* Problem description:
Copy out the items from their start through the line containing "pixel 609 217", including both ends. Leave the pictures out of your copy.

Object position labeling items
━━━━━━━━━━━━━━━━━━━━

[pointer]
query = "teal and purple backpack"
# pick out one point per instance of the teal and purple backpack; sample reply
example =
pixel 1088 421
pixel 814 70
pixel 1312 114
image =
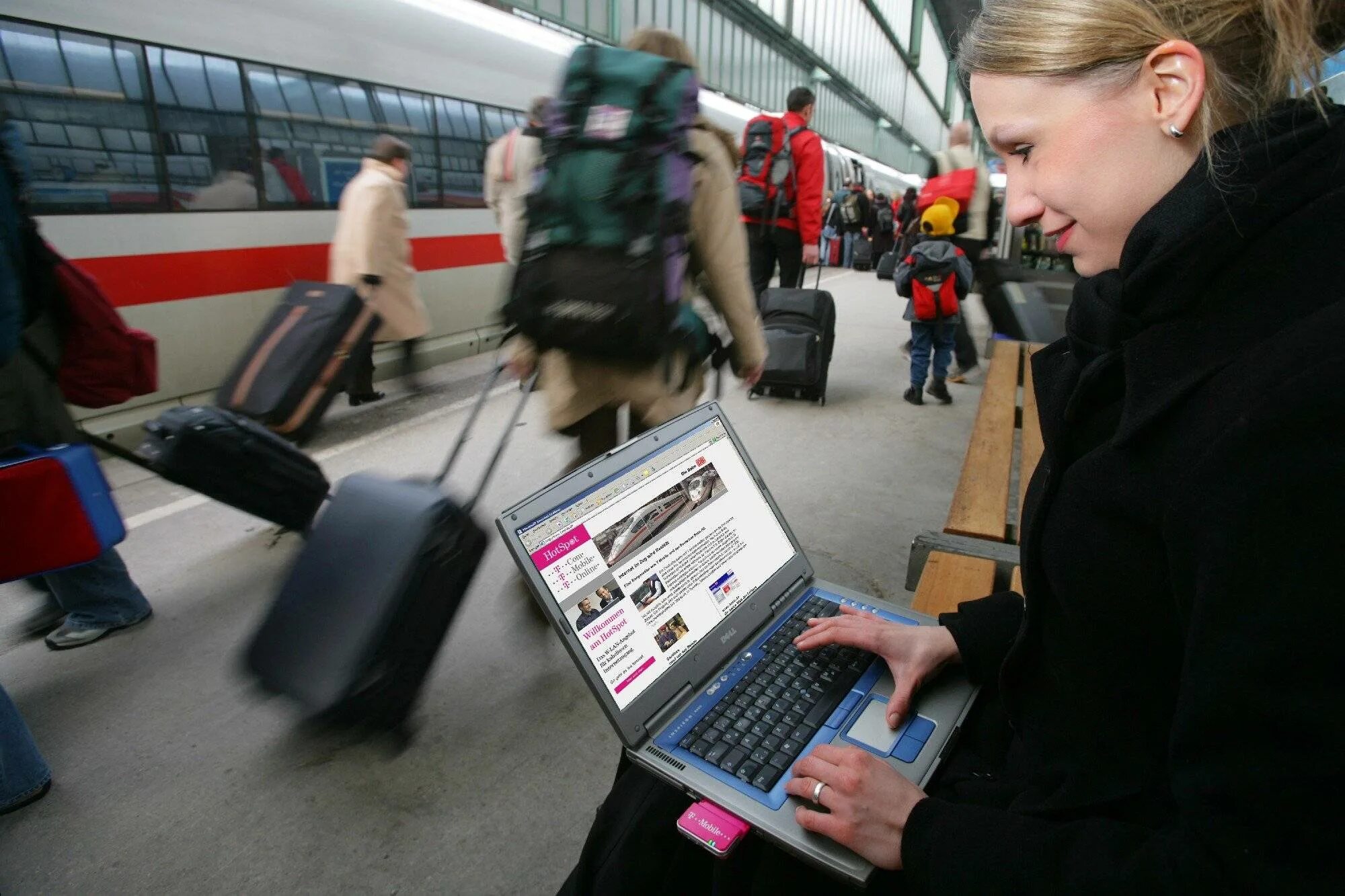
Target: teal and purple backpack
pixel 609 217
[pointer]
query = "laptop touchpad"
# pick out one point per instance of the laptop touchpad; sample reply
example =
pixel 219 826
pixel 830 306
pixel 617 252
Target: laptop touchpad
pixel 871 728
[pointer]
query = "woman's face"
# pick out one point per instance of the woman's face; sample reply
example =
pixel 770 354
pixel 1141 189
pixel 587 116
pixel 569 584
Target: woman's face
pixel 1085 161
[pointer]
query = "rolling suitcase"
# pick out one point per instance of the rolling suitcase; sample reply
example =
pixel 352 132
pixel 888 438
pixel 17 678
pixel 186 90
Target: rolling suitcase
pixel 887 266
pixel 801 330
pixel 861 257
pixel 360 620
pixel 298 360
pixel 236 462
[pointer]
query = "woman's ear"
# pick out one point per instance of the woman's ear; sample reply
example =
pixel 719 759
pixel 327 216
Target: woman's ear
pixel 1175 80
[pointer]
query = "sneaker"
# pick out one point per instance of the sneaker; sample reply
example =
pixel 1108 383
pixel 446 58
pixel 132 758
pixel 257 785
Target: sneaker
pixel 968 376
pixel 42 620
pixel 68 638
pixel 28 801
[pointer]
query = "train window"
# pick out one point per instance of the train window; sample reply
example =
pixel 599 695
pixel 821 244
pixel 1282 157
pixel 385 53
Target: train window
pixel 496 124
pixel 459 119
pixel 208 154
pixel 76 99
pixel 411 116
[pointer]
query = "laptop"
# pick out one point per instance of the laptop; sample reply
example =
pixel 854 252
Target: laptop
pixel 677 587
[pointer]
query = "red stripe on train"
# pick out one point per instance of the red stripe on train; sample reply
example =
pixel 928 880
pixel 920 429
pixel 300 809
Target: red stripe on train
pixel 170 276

━━━━━━━━━━━━━━━━━━━━

* Solution for this problem:
[pointer]
query = "teal and purple backpack"
# pick out one point per instance of the teal and purple backpack; sample reply
example =
pixel 1088 421
pixel 814 70
pixel 1312 114
image =
Target: teal and purple backpack
pixel 609 217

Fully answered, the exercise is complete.